» TAREAS
**a)** Enumera los datos de la ficha bibliográfica con que termina la reseña.
**b)** Devuelve de la reseña el tramo que va desde «Como un personaje» hasta «pierde de vista.».

» RESEÑA
····················

La trama se apoya, en realidad, en la historia del anticomunismo anglosajón. Es sabido que, en los años cincuenta y sesenta, la CIA promovió a pintores como Pollock y Rothko en una ofensiva cultural contra la Unión Soviética, que por su parte buscaba seducir a intelectuales de Occidente. Y aunque parece menos creíble que algo similar hubiese podido implementarse con escritores británicos, existía una fluida relación de la intelectualidad con los Servicios de Inteligencia, por lo que el salto imaginativo no es tan disparatado. En la ficción, el subsidio se le otorga al novelista en ciernes Tom Haley, que ha publicado unos prometedores cuentos de tendencia más o menos liberal. Los conflictos empiezan cuando Haley gana un premio con una novela postapocalíptica que huele a anticapitalismo. O sea, lo contrario de lo que esperaban los superiores de Serena. Menos aún esperaban que la agente y el escritor inicien una relación amorosa, lo que a su vez empuja a Serena al secreto, el engaño y la culpa. Leer a McEwan depara estas gratas sorpresas: los tópicos del thriller de la Guerra Fría encauzados hacia la intimidad. Más allá de que en el amor, como en la guerra, vale todo, ¿qué otro autor hubiera cruzado la novela de espionaje con la comedia romántica?
Como un personaje de Jane Austen atrapado en una novela de John le Carré (o a lo mejor al revés), Serena empieza a sospechar que Tom está al tanto de la “Operación Dulce”. Y si él sabe que ella no es quien dice ser, ¿qué quiere en realidad? ¿Investigarla? ¿Son los escritores espías de las vidas ajenas? McEwan se divierte con estos dilemas y los resuelve en un giro que hará las delicias de muchos lectores posmodernos. Otros tendrán sus dudas, porque un coup de théâtre no equivale a un desenlace dramático. Pero antes también hay drama, y el argumento avanza sin fricciones, no sólo al dosificar sorpresas, sino al unir hechos, seguir las repercusiones de actos en el tiempo y crear la ilusión de que a los personajes los envuelve un tejido de necesidad. Dicho de otro modo, McEwan ha escrito un muy buen thriller. Y la estilización se acerca tanto al estilo que casi se pierde de vista.
Ian McEwan, Operación Dulce, traducción de Jaime Zulaika, Anagrama, 2013, 400 págs.

····················

» LÍNEAS GUARDADAS
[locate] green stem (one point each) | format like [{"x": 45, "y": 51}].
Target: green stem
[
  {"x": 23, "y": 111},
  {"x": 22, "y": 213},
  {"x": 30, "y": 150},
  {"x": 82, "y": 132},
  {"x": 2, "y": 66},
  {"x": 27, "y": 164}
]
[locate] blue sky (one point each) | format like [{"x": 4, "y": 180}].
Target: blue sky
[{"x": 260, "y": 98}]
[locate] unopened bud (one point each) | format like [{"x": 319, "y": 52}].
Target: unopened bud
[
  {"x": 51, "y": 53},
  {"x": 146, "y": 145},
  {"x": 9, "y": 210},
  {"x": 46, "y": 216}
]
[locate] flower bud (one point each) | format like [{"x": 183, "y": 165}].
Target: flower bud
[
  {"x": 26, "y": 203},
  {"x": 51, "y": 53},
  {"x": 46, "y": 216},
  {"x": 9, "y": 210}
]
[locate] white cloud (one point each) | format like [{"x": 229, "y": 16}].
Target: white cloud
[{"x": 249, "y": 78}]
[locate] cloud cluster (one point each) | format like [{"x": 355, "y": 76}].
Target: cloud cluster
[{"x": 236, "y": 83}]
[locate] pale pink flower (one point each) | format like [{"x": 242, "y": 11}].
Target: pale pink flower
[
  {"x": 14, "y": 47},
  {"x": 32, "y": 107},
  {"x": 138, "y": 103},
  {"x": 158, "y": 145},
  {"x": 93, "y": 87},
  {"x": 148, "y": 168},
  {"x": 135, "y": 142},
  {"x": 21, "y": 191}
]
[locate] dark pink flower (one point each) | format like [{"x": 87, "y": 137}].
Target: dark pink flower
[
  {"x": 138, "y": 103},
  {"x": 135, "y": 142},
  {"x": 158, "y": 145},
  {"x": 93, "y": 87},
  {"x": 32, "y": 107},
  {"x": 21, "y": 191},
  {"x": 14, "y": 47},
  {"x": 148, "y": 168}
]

····················

» RESPUESTAS
**a)**
- Autor: Ian McEwan
- Título: Operación Dulce
- Traducción: Jaime Zulaika
- Editorial: Anagrama
- Año: 2013
- Extensión: 400 págs.

**b)**
Como un personaje de Jane Austen atrapado en una novela de John le Carré (o a lo mejor al revés), Serena empieza a sospechar que Tom está al tanto de la “Operación Dulce”. Y si él sabe que ella no es quien dice ser, ¿qué quiere en realidad? ¿Investigarla? ¿Son los escritores espías de las vidas ajenas? McEwan se divierte con estos dilemas y los resuelve en un giro que hará las delicias de muchos lectores posmodernos. Otros tendrán sus dudas, porque un coup de théâtre no equivale a un desenlace dramático. Pero antes también hay drama, y el argumento avanza sin fricciones, no sólo al dosificar sorpresas, sino al unir hechos, seguir las repercusiones de actos en el tiempo y crear la ilusión de que a los personajes los envuelve un tejido de necesidad. Dicho de otro modo, McEwan ha escrito un muy buen thriller. Y la estilización se acerca tanto al estilo que casi se pierde de vista.